• [Work instructions]:
Restate word for word the span of lines that opens with the line containing "358L355 363L370 358L369" and closes with the last line of the material. Include both ends and nothing more.
^^^^^^^^
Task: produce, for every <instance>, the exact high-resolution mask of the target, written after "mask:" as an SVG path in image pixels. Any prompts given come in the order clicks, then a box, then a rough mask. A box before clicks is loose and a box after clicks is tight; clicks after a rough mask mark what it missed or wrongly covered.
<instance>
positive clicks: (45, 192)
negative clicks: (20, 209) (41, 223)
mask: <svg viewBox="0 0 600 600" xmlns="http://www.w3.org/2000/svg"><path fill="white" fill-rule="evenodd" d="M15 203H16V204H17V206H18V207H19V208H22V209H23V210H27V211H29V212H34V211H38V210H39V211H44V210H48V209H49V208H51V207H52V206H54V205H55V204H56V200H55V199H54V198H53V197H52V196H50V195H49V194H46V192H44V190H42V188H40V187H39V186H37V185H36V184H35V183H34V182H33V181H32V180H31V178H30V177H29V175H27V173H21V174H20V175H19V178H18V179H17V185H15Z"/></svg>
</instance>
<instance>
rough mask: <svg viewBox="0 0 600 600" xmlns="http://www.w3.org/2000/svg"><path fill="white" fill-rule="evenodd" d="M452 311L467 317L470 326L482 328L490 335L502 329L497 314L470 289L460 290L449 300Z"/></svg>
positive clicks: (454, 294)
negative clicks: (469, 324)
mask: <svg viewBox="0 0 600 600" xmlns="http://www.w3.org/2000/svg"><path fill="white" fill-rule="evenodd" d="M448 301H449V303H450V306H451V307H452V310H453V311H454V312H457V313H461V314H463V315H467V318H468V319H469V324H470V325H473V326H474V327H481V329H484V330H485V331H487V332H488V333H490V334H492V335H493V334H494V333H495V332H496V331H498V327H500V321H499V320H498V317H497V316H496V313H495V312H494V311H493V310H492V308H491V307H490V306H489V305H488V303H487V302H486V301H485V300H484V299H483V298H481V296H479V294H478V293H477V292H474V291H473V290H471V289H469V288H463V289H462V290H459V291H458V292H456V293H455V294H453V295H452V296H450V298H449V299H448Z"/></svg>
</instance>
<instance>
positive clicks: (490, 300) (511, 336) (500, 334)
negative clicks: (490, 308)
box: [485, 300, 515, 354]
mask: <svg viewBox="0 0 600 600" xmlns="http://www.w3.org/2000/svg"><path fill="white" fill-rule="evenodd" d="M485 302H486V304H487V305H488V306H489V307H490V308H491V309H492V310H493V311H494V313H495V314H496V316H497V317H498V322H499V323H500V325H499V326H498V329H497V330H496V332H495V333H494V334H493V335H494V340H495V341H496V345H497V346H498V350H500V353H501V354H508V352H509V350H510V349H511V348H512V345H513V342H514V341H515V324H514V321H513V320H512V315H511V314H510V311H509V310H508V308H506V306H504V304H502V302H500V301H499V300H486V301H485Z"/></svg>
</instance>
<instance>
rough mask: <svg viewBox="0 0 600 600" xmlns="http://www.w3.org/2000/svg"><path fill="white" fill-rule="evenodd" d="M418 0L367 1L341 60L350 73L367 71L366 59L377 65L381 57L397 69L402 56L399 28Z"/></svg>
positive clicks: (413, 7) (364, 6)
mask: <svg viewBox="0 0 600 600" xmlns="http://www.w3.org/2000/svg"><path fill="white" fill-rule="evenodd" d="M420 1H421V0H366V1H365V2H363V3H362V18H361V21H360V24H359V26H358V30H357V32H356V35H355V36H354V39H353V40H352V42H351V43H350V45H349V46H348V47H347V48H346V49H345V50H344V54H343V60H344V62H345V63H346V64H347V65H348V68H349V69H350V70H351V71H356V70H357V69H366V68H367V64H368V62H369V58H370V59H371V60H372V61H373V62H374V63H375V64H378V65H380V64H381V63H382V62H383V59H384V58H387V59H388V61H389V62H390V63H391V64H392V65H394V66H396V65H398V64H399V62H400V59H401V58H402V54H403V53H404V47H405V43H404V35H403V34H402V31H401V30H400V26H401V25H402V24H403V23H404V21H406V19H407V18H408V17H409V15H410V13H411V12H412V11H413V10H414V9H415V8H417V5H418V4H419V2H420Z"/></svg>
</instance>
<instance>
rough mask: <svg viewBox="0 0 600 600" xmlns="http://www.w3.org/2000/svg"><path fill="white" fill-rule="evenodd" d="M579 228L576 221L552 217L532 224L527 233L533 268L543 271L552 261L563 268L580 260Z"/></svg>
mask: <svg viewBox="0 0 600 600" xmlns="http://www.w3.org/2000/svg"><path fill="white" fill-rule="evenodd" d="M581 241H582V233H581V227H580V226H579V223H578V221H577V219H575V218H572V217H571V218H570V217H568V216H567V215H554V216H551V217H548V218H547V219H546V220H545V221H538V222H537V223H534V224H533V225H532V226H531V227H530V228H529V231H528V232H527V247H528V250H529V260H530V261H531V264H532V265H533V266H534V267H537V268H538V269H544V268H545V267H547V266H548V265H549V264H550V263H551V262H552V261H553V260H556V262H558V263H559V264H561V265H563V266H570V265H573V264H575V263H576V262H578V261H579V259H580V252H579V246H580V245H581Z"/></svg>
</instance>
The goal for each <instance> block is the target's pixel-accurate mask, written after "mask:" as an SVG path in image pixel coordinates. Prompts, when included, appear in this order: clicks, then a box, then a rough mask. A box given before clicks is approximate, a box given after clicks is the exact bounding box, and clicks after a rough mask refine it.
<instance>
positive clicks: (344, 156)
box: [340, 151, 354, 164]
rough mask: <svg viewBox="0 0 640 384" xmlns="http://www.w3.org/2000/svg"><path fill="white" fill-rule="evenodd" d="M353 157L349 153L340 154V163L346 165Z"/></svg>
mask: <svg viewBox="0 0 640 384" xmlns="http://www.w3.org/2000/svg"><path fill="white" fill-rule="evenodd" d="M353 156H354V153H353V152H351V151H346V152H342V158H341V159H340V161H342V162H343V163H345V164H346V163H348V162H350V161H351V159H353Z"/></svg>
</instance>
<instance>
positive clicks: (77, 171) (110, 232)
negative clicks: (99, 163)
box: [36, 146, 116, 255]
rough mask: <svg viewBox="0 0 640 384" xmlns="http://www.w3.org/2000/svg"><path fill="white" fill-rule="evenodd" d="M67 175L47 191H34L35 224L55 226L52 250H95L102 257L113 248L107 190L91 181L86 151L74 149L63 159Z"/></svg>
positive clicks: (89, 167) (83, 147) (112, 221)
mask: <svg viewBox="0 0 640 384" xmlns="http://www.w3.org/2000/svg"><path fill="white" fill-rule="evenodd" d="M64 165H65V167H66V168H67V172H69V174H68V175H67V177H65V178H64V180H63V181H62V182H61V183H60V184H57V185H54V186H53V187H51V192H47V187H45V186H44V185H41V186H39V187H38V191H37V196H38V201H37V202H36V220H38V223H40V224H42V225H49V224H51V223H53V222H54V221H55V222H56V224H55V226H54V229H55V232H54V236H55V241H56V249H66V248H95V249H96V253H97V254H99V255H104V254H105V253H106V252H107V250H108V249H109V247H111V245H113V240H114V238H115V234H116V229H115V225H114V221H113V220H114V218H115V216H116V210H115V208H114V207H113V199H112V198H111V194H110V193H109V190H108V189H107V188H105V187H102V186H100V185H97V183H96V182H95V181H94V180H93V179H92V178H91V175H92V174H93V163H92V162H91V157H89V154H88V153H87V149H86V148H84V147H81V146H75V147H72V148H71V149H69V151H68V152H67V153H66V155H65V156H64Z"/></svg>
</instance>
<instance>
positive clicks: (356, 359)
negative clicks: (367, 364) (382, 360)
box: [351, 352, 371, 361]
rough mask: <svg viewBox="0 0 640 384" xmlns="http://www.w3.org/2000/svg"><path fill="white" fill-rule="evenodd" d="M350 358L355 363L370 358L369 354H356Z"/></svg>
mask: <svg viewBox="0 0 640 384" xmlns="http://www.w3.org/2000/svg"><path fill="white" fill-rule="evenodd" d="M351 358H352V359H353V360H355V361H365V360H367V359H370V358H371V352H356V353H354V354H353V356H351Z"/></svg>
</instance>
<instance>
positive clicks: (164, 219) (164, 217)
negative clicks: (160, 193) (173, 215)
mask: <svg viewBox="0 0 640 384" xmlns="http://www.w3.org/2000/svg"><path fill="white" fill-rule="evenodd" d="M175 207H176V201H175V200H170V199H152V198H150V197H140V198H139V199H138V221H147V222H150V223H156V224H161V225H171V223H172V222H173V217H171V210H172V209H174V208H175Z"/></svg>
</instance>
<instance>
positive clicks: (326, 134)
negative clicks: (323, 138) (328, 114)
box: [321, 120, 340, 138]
^^^^^^^^
• [Task answer]:
rough mask: <svg viewBox="0 0 640 384" xmlns="http://www.w3.org/2000/svg"><path fill="white" fill-rule="evenodd" d="M350 358L355 363L370 358L369 354H356Z"/></svg>
mask: <svg viewBox="0 0 640 384" xmlns="http://www.w3.org/2000/svg"><path fill="white" fill-rule="evenodd" d="M351 358H352V359H353V360H355V361H365V360H367V359H370V358H371V352H356V353H354V354H353V356H351Z"/></svg>
</instance>
<instance>
positive clicks: (164, 219) (164, 217)
negative clicks: (160, 193) (173, 215)
mask: <svg viewBox="0 0 640 384" xmlns="http://www.w3.org/2000/svg"><path fill="white" fill-rule="evenodd" d="M175 207H176V201H175V200H170V199H152V198H150V197H140V198H139V199H138V221H147V222H150V223H156V224H161V225H171V223H172V222H173V217H171V210H172V209H174V208H175Z"/></svg>
</instance>
<instance>
positive clicks: (326, 134)
negative clicks: (323, 138) (328, 114)
box: [321, 120, 340, 138]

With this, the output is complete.